**Material for this task**
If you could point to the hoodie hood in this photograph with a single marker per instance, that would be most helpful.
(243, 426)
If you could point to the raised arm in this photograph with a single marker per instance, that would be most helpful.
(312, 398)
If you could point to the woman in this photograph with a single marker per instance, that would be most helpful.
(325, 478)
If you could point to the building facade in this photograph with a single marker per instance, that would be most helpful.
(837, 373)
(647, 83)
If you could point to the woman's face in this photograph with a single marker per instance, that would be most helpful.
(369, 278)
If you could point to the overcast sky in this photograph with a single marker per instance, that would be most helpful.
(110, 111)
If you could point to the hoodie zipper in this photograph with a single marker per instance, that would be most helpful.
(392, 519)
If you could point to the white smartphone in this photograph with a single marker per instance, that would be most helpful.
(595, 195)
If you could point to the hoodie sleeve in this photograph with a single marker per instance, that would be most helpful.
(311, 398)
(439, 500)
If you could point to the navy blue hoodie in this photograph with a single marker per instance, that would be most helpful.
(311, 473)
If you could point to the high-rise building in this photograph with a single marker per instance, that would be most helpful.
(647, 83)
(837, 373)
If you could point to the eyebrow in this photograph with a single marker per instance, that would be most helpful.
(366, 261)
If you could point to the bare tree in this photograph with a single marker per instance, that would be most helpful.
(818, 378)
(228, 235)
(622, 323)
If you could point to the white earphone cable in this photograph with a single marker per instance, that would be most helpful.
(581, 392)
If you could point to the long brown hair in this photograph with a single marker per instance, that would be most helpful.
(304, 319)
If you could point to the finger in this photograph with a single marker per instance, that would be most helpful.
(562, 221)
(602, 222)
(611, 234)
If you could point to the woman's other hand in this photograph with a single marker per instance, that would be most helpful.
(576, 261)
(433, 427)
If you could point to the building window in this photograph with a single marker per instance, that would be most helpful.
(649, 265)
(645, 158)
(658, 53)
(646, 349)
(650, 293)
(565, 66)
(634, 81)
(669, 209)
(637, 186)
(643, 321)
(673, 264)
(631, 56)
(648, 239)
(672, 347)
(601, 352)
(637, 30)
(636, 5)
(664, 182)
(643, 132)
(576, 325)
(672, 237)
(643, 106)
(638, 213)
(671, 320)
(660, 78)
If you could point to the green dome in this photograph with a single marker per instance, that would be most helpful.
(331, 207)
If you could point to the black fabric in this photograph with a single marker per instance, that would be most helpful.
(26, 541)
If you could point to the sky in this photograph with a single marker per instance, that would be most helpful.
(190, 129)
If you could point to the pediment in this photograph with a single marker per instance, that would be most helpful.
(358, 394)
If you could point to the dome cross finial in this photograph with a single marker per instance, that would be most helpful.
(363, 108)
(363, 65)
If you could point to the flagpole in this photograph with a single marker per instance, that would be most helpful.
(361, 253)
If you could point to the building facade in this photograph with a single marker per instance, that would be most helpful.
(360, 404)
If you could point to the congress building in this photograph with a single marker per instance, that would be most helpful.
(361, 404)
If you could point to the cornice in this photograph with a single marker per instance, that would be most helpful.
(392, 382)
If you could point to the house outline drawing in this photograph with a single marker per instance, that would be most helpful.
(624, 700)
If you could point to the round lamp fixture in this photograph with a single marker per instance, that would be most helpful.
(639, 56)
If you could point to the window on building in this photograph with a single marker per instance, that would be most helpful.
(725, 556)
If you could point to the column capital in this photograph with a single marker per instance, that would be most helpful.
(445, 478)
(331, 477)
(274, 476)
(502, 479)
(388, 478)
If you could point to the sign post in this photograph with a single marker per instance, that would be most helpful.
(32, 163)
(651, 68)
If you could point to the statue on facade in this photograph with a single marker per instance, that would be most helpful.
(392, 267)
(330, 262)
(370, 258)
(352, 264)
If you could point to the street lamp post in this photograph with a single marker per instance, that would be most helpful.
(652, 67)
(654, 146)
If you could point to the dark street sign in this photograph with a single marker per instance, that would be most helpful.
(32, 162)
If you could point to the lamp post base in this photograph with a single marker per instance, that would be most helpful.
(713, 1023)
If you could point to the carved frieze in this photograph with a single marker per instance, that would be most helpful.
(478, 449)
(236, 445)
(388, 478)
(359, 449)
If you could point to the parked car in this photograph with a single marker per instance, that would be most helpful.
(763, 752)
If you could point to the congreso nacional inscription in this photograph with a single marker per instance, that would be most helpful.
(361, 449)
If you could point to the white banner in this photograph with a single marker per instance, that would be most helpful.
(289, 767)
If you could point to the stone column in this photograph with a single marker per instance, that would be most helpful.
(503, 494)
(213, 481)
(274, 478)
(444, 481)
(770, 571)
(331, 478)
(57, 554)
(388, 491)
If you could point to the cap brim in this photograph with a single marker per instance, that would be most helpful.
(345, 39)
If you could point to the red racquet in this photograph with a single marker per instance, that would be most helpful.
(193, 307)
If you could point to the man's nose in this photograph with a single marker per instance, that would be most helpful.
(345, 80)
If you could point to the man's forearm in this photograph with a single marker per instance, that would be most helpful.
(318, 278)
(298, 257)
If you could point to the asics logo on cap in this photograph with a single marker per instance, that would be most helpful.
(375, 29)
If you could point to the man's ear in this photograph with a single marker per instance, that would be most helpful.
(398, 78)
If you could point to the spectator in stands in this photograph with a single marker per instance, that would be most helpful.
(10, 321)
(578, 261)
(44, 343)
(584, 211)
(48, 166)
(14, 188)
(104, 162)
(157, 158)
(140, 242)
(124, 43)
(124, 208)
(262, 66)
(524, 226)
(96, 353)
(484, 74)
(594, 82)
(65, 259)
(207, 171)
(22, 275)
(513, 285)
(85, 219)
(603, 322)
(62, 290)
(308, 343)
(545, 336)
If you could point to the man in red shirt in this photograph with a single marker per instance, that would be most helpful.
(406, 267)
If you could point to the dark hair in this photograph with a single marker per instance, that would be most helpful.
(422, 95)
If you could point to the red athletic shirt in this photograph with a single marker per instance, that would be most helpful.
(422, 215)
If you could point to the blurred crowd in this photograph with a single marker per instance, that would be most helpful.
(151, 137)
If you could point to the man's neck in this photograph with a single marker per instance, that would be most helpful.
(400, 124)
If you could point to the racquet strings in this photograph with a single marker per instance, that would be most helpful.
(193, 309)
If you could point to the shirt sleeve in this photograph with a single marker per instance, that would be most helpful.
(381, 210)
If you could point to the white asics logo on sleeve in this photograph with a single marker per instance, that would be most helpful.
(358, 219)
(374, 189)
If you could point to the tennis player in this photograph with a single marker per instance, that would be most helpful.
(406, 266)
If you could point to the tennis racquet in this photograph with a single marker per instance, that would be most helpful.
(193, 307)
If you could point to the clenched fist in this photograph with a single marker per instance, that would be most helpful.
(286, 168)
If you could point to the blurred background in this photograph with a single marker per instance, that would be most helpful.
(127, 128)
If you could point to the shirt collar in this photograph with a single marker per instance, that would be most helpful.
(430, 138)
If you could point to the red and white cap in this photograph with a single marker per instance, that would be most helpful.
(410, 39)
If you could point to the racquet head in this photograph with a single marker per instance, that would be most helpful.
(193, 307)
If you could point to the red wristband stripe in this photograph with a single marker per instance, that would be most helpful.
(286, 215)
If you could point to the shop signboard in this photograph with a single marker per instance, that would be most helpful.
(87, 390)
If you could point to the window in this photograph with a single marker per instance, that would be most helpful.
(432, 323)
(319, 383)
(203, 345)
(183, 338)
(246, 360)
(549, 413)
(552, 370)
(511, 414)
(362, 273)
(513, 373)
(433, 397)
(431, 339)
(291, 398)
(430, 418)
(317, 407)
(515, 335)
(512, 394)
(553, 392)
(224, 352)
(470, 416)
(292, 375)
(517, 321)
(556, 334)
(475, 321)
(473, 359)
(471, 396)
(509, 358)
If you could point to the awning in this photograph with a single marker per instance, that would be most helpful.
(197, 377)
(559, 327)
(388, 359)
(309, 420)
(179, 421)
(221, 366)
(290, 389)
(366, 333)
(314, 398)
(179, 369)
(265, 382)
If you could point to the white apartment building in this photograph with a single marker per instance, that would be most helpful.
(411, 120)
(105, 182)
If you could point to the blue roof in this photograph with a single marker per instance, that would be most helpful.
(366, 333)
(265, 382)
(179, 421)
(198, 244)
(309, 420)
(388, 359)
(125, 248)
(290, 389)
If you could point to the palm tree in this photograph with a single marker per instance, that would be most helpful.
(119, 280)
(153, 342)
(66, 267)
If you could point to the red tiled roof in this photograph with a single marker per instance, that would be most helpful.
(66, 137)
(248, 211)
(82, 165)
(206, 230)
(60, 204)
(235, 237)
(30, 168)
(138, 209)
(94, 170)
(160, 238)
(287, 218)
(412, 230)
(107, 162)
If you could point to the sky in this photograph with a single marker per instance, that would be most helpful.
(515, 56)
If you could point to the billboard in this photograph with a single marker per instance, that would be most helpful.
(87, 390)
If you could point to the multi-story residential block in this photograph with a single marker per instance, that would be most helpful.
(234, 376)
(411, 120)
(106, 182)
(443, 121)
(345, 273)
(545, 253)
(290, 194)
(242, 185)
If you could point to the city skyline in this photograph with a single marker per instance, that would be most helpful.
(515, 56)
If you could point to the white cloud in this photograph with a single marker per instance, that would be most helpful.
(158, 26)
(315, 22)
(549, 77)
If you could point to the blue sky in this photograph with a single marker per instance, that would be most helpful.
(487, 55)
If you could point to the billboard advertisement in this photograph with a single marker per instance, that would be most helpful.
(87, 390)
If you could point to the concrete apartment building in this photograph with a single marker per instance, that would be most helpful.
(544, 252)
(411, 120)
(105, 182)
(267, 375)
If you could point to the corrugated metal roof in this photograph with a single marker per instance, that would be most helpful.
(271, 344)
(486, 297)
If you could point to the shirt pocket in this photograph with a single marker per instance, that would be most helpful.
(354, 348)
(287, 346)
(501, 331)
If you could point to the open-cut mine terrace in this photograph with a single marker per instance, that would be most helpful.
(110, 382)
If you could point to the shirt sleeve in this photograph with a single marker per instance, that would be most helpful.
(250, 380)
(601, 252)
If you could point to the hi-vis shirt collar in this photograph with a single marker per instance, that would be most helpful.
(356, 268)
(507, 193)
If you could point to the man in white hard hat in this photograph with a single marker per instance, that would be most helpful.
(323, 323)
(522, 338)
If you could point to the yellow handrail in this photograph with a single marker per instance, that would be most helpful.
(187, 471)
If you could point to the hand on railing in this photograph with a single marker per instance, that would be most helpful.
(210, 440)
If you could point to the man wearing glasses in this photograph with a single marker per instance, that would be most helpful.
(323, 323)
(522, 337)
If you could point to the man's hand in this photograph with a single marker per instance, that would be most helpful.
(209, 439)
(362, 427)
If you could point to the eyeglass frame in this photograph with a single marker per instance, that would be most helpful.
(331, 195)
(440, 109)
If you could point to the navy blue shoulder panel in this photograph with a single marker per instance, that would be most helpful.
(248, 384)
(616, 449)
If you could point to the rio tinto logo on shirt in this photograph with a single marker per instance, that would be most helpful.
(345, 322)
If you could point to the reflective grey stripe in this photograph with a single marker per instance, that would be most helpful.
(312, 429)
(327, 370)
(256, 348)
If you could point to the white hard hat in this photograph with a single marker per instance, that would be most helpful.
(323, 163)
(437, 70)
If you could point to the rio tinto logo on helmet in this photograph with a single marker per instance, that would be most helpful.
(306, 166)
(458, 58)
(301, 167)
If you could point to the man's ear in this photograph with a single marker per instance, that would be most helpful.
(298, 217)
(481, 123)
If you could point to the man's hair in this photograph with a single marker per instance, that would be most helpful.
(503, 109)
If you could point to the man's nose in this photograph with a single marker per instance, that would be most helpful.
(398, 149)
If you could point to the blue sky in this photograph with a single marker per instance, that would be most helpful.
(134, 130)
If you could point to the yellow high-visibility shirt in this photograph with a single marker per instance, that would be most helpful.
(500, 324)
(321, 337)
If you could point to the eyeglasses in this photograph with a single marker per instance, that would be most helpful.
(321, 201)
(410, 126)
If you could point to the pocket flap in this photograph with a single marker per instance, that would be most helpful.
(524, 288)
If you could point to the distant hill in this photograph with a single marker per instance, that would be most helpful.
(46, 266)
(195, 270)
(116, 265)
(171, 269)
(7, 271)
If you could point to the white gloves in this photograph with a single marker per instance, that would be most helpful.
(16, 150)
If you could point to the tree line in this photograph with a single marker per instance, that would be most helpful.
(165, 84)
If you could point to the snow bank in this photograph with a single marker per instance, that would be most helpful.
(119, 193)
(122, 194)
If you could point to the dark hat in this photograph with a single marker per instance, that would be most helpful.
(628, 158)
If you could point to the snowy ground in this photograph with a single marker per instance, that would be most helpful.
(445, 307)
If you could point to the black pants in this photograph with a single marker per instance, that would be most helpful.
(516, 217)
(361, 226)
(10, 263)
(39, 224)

**Problem to solve**
Set down exactly, and only, the lines from the one containing "If you could point to the distant" to the final line of the data.

**Response**
If you could point to the distant hill in this photograph with a single marker per instance, that would be most helpful.
(46, 266)
(195, 270)
(116, 265)
(171, 269)
(7, 271)
If you could point to the white gloves in this photograph with a single marker per instance, that would be most helpful.
(16, 150)
If you could point to the tree line in this photograph with a single marker per instance, that would be most helpful.
(165, 84)
If you could point to the snow bank in this photograph with a single marker per instance, that would be most helpful.
(119, 193)
(122, 194)
If you could point to the dark hat in this photograph with a single marker per instance, that would be most helpful.
(628, 158)
If you could point to the snowy ground in this photograph with a single marker per instance, that would be most helpful.
(445, 307)
If you could point to the black pants in this photograph with a single marker per instance, that would be most helpful.
(516, 217)
(361, 226)
(10, 263)
(39, 224)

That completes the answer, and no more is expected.